Task prompt: Give the number of lines below that hold the string "behind", and nothing more.

Dataset:
◇ ◇ ◇ ◇

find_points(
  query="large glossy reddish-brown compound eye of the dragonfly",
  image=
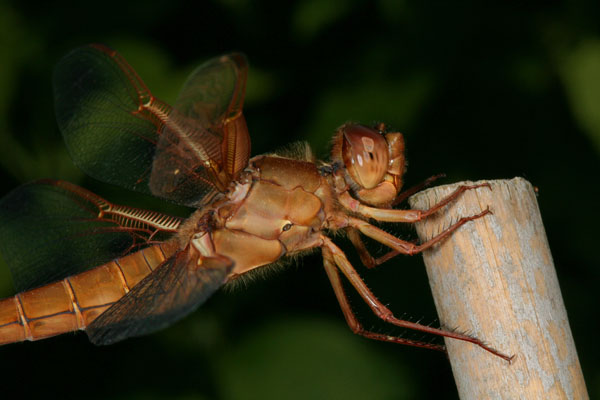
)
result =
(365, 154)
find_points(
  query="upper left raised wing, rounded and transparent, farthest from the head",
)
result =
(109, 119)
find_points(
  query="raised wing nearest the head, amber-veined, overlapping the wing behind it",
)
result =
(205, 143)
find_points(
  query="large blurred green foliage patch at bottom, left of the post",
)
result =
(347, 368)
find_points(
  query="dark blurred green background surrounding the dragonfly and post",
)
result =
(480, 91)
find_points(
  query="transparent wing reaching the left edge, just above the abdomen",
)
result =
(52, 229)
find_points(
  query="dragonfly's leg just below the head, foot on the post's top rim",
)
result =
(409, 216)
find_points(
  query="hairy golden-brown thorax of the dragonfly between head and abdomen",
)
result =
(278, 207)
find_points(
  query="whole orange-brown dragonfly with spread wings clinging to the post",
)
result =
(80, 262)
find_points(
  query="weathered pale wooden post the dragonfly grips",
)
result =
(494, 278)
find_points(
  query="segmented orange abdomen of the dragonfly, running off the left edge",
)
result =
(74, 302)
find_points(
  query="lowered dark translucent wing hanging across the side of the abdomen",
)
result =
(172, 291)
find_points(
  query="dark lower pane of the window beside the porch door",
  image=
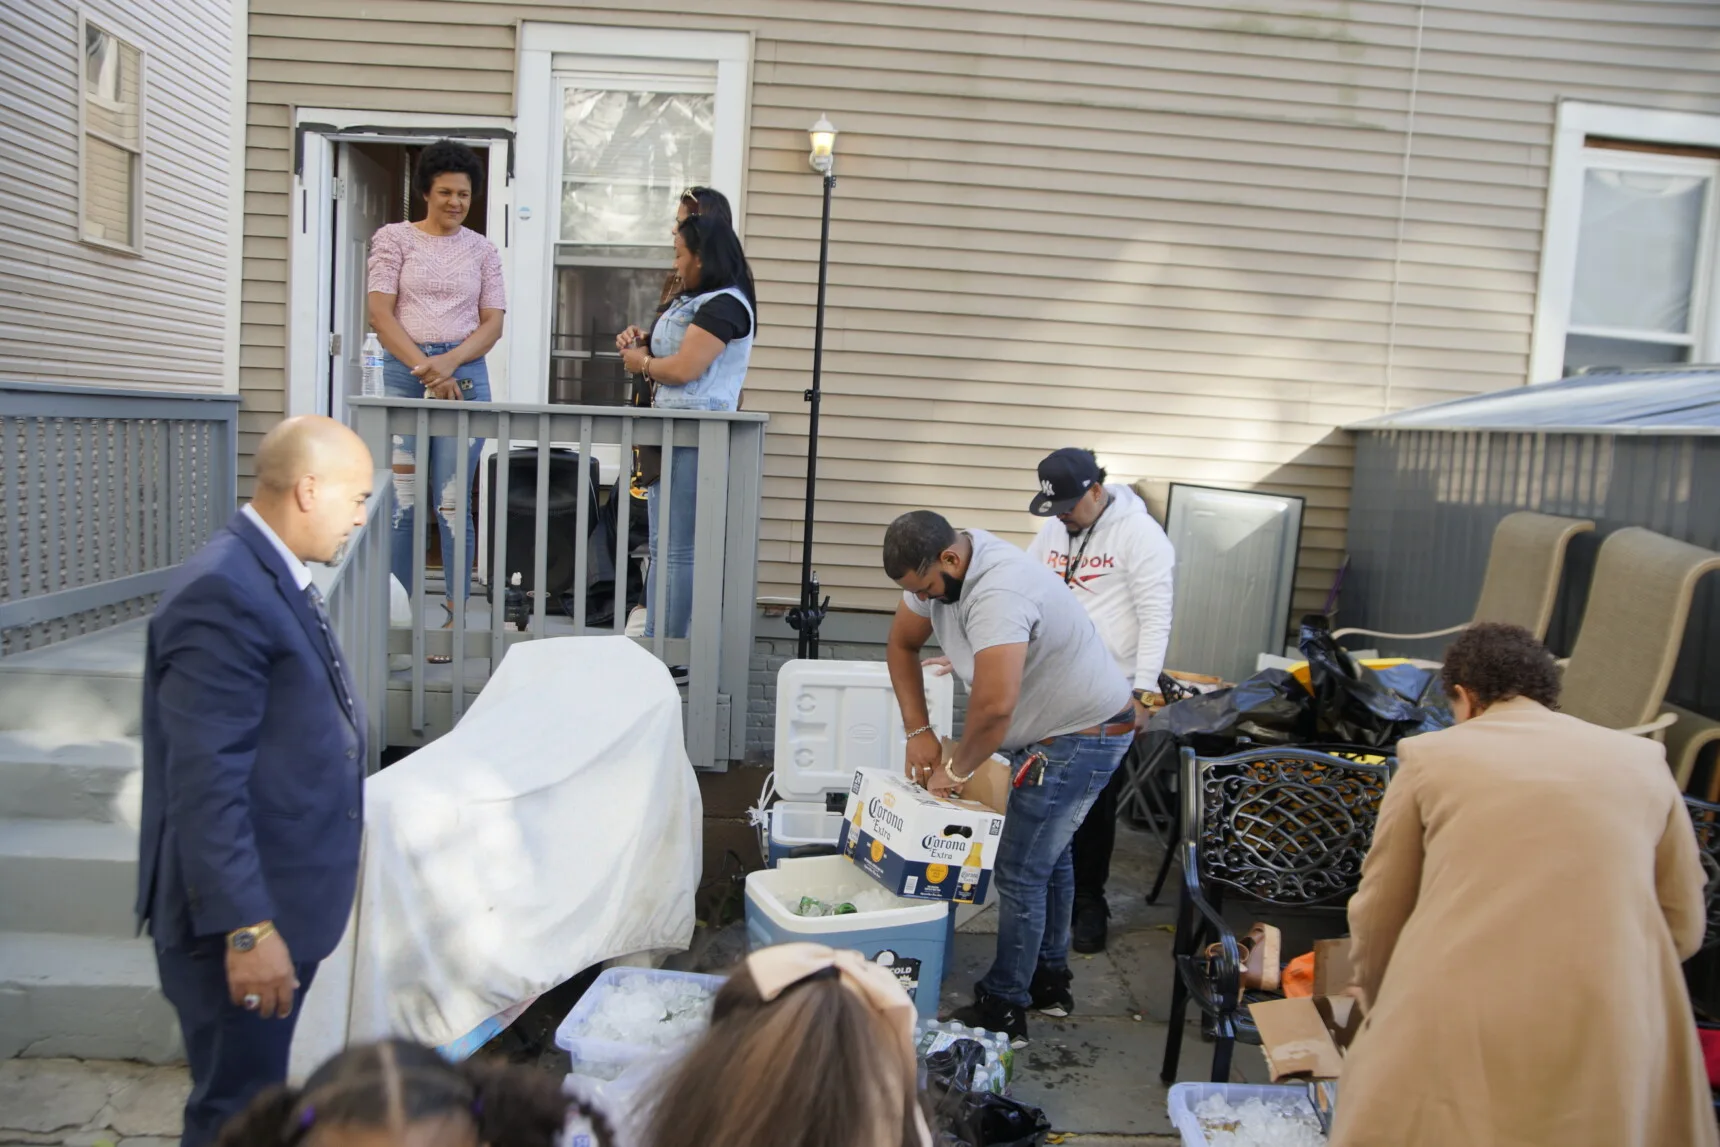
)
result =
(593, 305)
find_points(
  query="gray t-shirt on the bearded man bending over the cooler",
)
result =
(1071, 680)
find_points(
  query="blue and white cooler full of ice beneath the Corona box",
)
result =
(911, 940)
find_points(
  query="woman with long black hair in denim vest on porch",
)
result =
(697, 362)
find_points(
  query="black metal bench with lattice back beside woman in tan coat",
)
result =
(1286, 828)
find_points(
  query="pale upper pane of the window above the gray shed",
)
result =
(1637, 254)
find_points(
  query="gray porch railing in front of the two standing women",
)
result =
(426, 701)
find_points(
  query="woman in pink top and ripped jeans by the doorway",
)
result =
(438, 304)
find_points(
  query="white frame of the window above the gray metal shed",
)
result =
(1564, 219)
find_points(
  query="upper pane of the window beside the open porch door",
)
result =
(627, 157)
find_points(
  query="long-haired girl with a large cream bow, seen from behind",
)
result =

◇ ◇ ◇ ◇

Written response: 2